▶ **练习题目**: 请把以下全部记录逐行改写成编号列表，空行不计入。

▶ **记录清单**:
--*--

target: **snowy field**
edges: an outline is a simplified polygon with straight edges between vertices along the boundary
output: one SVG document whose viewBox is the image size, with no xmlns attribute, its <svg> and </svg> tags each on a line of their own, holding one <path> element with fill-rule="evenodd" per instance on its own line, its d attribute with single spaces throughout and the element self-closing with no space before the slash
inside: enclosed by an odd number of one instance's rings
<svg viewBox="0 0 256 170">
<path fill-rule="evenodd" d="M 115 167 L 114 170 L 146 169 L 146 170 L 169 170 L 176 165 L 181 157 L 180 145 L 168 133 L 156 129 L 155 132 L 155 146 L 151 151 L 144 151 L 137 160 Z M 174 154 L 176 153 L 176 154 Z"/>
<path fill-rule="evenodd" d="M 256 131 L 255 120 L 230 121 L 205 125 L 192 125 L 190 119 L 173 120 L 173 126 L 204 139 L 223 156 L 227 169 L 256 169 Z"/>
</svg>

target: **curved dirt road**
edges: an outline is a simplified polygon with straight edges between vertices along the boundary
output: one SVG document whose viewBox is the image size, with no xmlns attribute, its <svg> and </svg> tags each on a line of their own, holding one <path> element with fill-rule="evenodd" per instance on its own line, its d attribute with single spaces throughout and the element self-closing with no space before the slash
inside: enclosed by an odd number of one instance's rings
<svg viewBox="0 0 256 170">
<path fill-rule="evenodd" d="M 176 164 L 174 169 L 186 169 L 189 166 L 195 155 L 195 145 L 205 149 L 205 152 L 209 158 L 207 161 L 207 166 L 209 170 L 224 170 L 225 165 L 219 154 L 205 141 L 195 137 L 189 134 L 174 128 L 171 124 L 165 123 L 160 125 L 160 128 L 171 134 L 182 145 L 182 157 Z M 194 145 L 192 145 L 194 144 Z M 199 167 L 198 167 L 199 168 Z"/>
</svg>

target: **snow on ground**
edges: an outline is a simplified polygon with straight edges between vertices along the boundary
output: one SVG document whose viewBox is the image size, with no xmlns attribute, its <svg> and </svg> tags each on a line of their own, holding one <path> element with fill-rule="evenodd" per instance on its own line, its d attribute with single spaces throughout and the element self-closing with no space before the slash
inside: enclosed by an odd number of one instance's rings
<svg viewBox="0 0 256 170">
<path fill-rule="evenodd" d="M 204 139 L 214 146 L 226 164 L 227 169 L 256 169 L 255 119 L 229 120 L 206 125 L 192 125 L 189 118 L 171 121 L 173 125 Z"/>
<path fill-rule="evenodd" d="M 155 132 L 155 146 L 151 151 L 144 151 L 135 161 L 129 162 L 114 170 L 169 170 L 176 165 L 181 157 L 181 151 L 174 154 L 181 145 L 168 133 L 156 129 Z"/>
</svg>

--*--

▶ **练习解答**:
1. target: **snowy field**
2. edges: an outline is a simplified polygon with straight edges between vertices along the boundary
3. output: one SVG document whose viewBox is the image size, with no xmlns attribute, its <svg> and </svg> tags each on a line of their own, holding one <path> element with fill-rule="evenodd" per instance on its own line, its d attribute with single spaces throughout and the element self-closing with no space before the slash
4. inside: enclosed by an odd number of one instance's rings
5. <svg viewBox="0 0 256 170">
6. <path fill-rule="evenodd" d="M 115 167 L 114 170 L 146 169 L 146 170 L 169 170 L 176 165 L 181 157 L 180 145 L 168 133 L 156 129 L 155 132 L 155 146 L 151 151 L 144 151 L 137 160 Z M 174 154 L 176 153 L 176 154 Z"/>
7. <path fill-rule="evenodd" d="M 256 131 L 255 120 L 230 121 L 205 125 L 192 125 L 190 119 L 173 120 L 173 126 L 204 139 L 223 156 L 227 169 L 256 169 Z"/>
8. </svg>
9. target: **curved dirt road**
10. edges: an outline is a simplified polygon with straight edges between vertices along the boundary
11. output: one SVG document whose viewBox is the image size, with no xmlns attribute, its <svg> and </svg> tags each on a line of their own, holding one <path> element with fill-rule="evenodd" per instance on its own line, its d attribute with single spaces throughout and the element self-closing with no space before the slash
12. inside: enclosed by an odd number of one instance's rings
13. <svg viewBox="0 0 256 170">
14. <path fill-rule="evenodd" d="M 176 164 L 174 169 L 186 169 L 189 166 L 195 155 L 195 145 L 205 149 L 205 152 L 209 158 L 207 161 L 207 166 L 209 170 L 224 170 L 225 165 L 219 154 L 205 141 L 195 137 L 189 134 L 174 128 L 171 124 L 165 123 L 160 125 L 160 128 L 171 134 L 182 145 L 182 157 Z M 194 145 L 192 145 L 194 144 Z M 199 167 L 198 167 L 199 168 Z"/>
15. </svg>
16. target: **snow on ground**
17. edges: an outline is a simplified polygon with straight edges between vertices along the boundary
18. output: one SVG document whose viewBox is the image size, with no xmlns attribute, its <svg> and </svg> tags each on a line of their own, holding one <path> element with fill-rule="evenodd" per instance on its own line, its d attribute with single spaces throughout and the element self-closing with no space before the slash
19. inside: enclosed by an odd number of one instance's rings
20. <svg viewBox="0 0 256 170">
21. <path fill-rule="evenodd" d="M 204 139 L 214 146 L 226 164 L 227 169 L 256 169 L 255 119 L 229 120 L 206 125 L 192 125 L 189 118 L 171 121 L 173 125 Z"/>
22. <path fill-rule="evenodd" d="M 155 132 L 155 146 L 151 151 L 144 151 L 135 161 L 129 162 L 114 170 L 169 170 L 176 165 L 181 157 L 181 151 L 174 154 L 181 145 L 168 133 L 156 129 Z"/>
23. </svg>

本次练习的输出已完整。